Named object pointing entries —

※

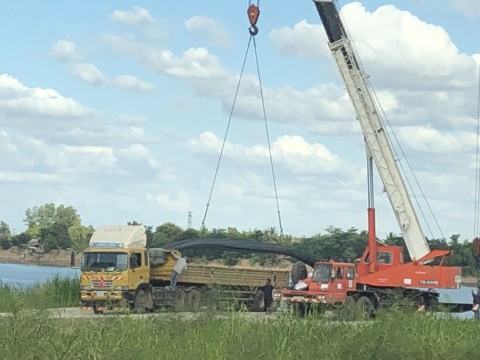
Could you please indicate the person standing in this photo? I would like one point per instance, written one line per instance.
(180, 265)
(267, 294)
(476, 303)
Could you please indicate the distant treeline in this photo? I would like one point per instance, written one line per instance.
(59, 227)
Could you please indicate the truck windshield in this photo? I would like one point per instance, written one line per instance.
(321, 273)
(104, 261)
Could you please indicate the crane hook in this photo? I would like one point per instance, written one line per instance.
(253, 13)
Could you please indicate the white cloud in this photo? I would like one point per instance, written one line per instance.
(470, 8)
(19, 101)
(209, 28)
(303, 39)
(138, 17)
(132, 119)
(64, 50)
(172, 202)
(132, 83)
(88, 73)
(292, 152)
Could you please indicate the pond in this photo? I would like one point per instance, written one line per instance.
(26, 275)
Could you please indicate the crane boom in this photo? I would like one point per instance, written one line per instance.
(372, 127)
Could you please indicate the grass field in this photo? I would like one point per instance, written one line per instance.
(392, 335)
(57, 292)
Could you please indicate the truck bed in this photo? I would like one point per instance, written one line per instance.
(211, 275)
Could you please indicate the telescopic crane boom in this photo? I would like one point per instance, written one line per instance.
(375, 137)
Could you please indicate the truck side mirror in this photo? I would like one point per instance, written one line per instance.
(72, 259)
(133, 261)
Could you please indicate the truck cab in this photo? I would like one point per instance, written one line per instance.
(114, 265)
(329, 283)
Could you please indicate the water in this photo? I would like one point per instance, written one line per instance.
(27, 275)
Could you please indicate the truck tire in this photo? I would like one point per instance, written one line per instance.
(364, 308)
(140, 303)
(194, 299)
(298, 272)
(258, 301)
(178, 300)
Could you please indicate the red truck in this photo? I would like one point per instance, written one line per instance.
(381, 273)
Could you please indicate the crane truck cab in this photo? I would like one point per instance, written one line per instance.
(329, 283)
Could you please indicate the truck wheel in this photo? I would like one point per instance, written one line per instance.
(364, 308)
(140, 303)
(194, 298)
(258, 301)
(299, 272)
(348, 309)
(178, 300)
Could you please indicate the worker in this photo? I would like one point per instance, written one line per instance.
(267, 295)
(476, 303)
(180, 265)
(90, 261)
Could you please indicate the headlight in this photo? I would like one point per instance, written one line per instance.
(121, 288)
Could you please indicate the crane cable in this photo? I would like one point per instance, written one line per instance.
(253, 13)
(477, 167)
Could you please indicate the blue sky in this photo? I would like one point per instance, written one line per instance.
(119, 109)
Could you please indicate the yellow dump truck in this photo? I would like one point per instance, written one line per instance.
(117, 270)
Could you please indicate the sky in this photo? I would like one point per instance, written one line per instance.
(120, 109)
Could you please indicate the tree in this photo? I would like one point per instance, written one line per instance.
(44, 216)
(4, 231)
(80, 235)
(166, 233)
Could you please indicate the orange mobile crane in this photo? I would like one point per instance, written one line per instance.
(381, 271)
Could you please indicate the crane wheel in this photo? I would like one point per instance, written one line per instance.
(348, 309)
(364, 308)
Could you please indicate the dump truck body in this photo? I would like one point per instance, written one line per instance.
(117, 272)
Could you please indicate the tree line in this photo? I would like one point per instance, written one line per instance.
(60, 227)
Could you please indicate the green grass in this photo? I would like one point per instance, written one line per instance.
(392, 335)
(56, 292)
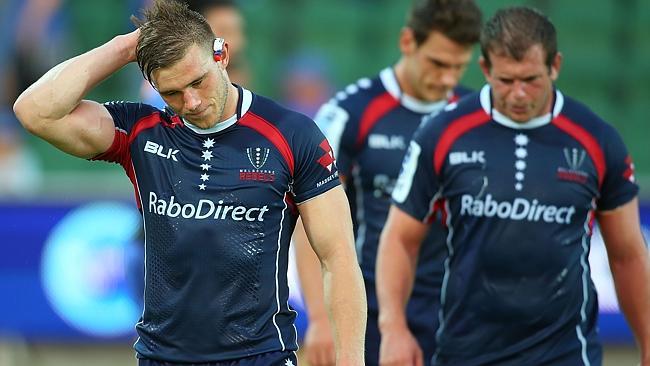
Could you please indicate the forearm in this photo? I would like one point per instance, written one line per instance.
(395, 275)
(310, 274)
(345, 296)
(633, 289)
(60, 90)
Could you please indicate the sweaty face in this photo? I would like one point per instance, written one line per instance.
(522, 90)
(435, 67)
(195, 87)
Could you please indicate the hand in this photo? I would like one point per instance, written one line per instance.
(399, 348)
(319, 344)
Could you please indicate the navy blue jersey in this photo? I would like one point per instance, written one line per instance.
(369, 125)
(519, 204)
(219, 208)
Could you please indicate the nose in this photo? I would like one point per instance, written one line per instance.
(518, 89)
(191, 100)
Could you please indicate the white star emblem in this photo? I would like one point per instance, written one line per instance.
(207, 155)
(521, 139)
(520, 165)
(208, 143)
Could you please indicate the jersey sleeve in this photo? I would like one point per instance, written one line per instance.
(338, 125)
(125, 116)
(315, 166)
(417, 184)
(619, 186)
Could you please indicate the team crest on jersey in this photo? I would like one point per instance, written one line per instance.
(257, 156)
(629, 172)
(574, 158)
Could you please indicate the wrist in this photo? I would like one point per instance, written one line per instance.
(386, 322)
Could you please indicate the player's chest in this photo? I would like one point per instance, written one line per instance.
(384, 145)
(510, 164)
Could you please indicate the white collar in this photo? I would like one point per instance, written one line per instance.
(532, 123)
(246, 104)
(389, 80)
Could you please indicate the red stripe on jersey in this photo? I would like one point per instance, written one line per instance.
(439, 205)
(455, 130)
(377, 108)
(587, 140)
(291, 204)
(266, 129)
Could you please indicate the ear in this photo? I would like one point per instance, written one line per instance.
(220, 50)
(556, 65)
(407, 43)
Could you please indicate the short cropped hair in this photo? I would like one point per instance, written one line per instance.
(202, 6)
(167, 30)
(514, 30)
(458, 20)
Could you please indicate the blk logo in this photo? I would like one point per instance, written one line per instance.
(574, 157)
(327, 160)
(156, 149)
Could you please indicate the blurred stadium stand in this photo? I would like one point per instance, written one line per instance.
(606, 56)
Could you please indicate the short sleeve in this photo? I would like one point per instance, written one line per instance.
(417, 184)
(315, 167)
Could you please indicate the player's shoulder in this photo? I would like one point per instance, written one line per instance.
(455, 113)
(289, 123)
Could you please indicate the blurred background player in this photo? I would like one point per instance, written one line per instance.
(216, 249)
(523, 171)
(369, 125)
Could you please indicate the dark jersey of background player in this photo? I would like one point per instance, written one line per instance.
(517, 288)
(369, 125)
(217, 239)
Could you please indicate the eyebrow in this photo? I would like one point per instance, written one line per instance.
(190, 83)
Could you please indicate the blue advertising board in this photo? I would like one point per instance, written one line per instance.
(69, 271)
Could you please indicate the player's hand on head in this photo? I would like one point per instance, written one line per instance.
(319, 344)
(399, 348)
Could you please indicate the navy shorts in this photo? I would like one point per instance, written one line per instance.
(279, 358)
(422, 317)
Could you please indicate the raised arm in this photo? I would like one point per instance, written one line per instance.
(53, 107)
(396, 261)
(630, 266)
(328, 225)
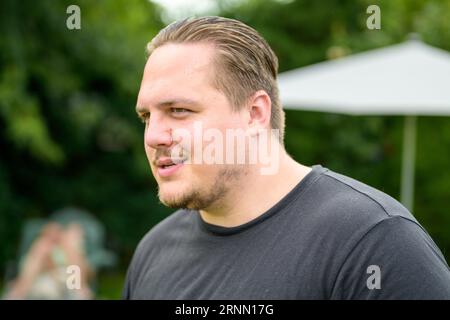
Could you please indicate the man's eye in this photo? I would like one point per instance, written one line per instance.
(179, 111)
(144, 117)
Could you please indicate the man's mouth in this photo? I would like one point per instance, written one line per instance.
(167, 166)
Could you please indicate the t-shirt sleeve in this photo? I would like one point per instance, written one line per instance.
(396, 259)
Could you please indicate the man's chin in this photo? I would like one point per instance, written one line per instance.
(174, 200)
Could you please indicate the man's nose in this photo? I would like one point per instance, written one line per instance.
(157, 134)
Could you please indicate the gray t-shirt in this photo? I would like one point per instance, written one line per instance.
(331, 237)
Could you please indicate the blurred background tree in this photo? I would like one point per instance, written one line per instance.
(69, 134)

※

WHAT YOU NEED TO DO —
Quote the data exactly, leaving every image out of the copy.

RESPONSE —
Could you please indicate the person standing in this photo? I would like one point per instance, written one line per instance.
(180, 265)
(267, 294)
(476, 303)
Could you please indicate the distant treeline in this photo? I would like one point per instance, written one line per instance.
(59, 227)
Could you please indicate the truck windshield in this photo? I would like one point per instance, written one line per instance.
(321, 273)
(104, 261)
Could you please indicate the crane hook in this photo? I would like one point per instance, written one line per instance.
(253, 13)
Could you please indicate the white cloud in this photo? I would like one point per instance, written one line per instance.
(470, 8)
(19, 101)
(209, 28)
(303, 39)
(138, 17)
(132, 119)
(64, 50)
(172, 202)
(132, 83)
(88, 73)
(292, 152)
Could you please indicate the pond in this photo? I would like one point per instance, written one line per instance.
(26, 275)
Could you please indicate the crane boom in this photo? I would like one point per instance, written one line per instance.
(372, 127)
Could you please indicate the grass field in this photo? I would like one point per instance, written one line per instance.
(392, 335)
(57, 292)
Could you please indicate the truck bed in this photo? I would like one point per instance, written one line per instance.
(211, 275)
Could you please indicate the telescopic crane boom in this photo? I would like one point per instance, written one line per instance.
(375, 137)
Could you please indicate the truck side mirror in this photo? I would like one point per instance, written one line per instance.
(72, 259)
(133, 261)
Could you please indicate the truck cab in this photo? I would like one point per instance, written one line per instance.
(114, 265)
(329, 283)
Could you please indicate the water in this photo? I would like one point per instance, written one line per instance.
(27, 275)
Could you please indicate the truck tire in this photo? I would like one point per instance, written one line per instance.
(364, 308)
(140, 303)
(194, 299)
(298, 272)
(258, 301)
(178, 300)
Could you please indicate the red truck in this photo? I would like one point per instance, written one line per instance.
(381, 273)
Could you please indicate the crane truck cab in this photo? I would like one point per instance, written one line per instance.
(329, 283)
Could you please indicate the truck wheel in this photo? I would like one point per instance, written one line per instance.
(364, 308)
(140, 303)
(194, 298)
(258, 301)
(299, 272)
(348, 309)
(178, 300)
Could you please indicate the worker in this photo? I would like one point per instance, written one line per instance.
(267, 295)
(476, 303)
(180, 265)
(90, 261)
Could you please indicate the headlight in this photo? I would like one point per instance, written one line per instance.
(121, 288)
Could you please indicate the crane cable in this photo? I would like one point per instance, written one line per instance.
(253, 13)
(477, 167)
Could you please indicate the blue sky in this photo? I would like one point per instance, written one line per instance.
(119, 109)
Could you please indicate the yellow dump truck in this photo? I would like one point per instance, written one line per instance.
(117, 270)
Could you please indicate the sky in this photo? I would like one point per instance, written one line per instance.
(120, 109)
Could you please indicate the tree in this photo? I would like one point per instance, written one line per instance.
(44, 216)
(4, 231)
(80, 235)
(166, 233)
Could you please indicate the orange mobile crane in this photo? I would like one point per instance, written one line per instance.
(381, 271)
Could you please indicate the crane wheel in this photo? I would like one point per instance, written one line per instance.
(348, 309)
(364, 308)
Could you please indicate the dump truck body in this photo? I would like one point per instance, written one line per instance.
(117, 272)
Could you please indicate the tree line in this photo? I would like one point per instance, written one line per instance.
(60, 227)
Could you please indicate the green grass in this photo? I would like one point per instance, written one line per instance.
(392, 335)
(56, 292)
Could you please indicate the forearm in this photo? I would like one point per instance, written one line per instance.
(395, 275)
(310, 274)
(345, 296)
(633, 289)
(60, 90)
Could you please indicate the sweaty face in this photo? I would like one point per instance, written one line per instance.
(522, 90)
(435, 67)
(195, 87)
Could you please indicate the hand in this photo? I would like one point per instance, written one line per instance.
(399, 348)
(319, 344)
Could you please indicate the navy blue jersey in this photo? I would like one point per instance, written one line per instance.
(369, 125)
(519, 204)
(219, 208)
Could you please indicate the nose in this photo? I would like one point per instance, written one line per instance.
(518, 89)
(191, 100)
Could you please indicate the white star emblem in this photo? I would like one point per instance, written one line per instance.
(207, 155)
(521, 139)
(520, 165)
(208, 143)
Could you please indicate the jersey sleeve in this photo? I would like one point per instance, written one line per instance.
(338, 125)
(125, 116)
(315, 166)
(417, 184)
(619, 186)
Could you please indicate the team crest on jersey in this photo? I would like one point per instance, written one line per instance.
(257, 156)
(629, 172)
(574, 158)
Could you please indicate the wrist in this photo? I would like one point per instance, written one line per instance.
(386, 322)
Could you please indicate the player's chest in this photo? I would like one point per instance, written one line per instance.
(384, 145)
(510, 164)
Could you please indicate the white collar in this photo? I would like one point per instance, written one line per instance.
(532, 123)
(246, 104)
(389, 80)
Could you please indicate the red stripe on jersey in this photo? I would like one point per instance, written one line per instance.
(439, 205)
(455, 130)
(377, 108)
(587, 140)
(291, 204)
(266, 129)
Could you please indicate the ear in this photo? I would like one point per instance, written one line per instance.
(220, 50)
(556, 65)
(407, 43)
Could you please indicate the short cropped hair in this photo? I would like one point per instance, written one line per instance.
(202, 6)
(167, 30)
(514, 30)
(458, 20)
Could you please indicate the blk logo in this photo? I would like one point per instance, written one line per instance.
(574, 157)
(327, 160)
(156, 149)
Could you please indicate the blurred stadium stand in this photo? I would like one point per instance, written one line per instance.
(606, 56)
Could you please indicate the short sleeve in this photo? I would like one point per instance, written one line per instance.
(417, 184)
(315, 167)
Could you please indicate the player's shoulder in this photo? I would like one point per instance, written one line per instance.
(455, 113)
(289, 123)
Could you please indicate the blurred background player in this photo? I would like one point per instance, written one line per instance.
(216, 249)
(523, 171)
(369, 125)
Could you please indicate the dark jersey of background player in this photo? I would like one point per instance, written one line per instance.
(517, 288)
(369, 125)
(217, 239)
Could you please indicate the eyebrow in this photo? I would like one point per instance, written one line per instance.
(190, 83)
Could you please indicate the blue advertising board in this photo? I would like one point per instance, written one line per instance.
(69, 271)
Could you please indicate the player's hand on head in this photo? I would like one point per instance, written one line per instance.
(319, 344)
(399, 348)
Could you please indicate the navy shorts in this photo? I would like one point per instance, written one line per instance.
(279, 358)
(422, 317)
Could you please indicate the raised arm in this photo? I would like one point per instance, written one line per instance.
(53, 107)
(396, 261)
(630, 266)
(328, 225)
Could you please indicate the man's eye in this photo? I would like one point per instance, written one line per instance.
(179, 111)
(144, 117)
Could you please indicate the man's mouth in this photo? I would like one point per instance, written one line per instance.
(167, 166)
Could you please indicate the t-shirt sleeve in this photo? I would like one point per instance, written one line per instance.
(396, 259)
Could you please indicate the man's chin in this photo? I would like one point per instance, written one line per instance.
(174, 200)
Could you please indicate the man's nose in this photo? I would like one point per instance, written one line per instance.
(157, 134)
Could you please indicate the gray t-shirt in this photo? I would like one point per instance, written one line per instance.
(331, 237)
Could you please indicate the blurred background tree in this photo? I would like one point per instance, written one line per instance.
(69, 134)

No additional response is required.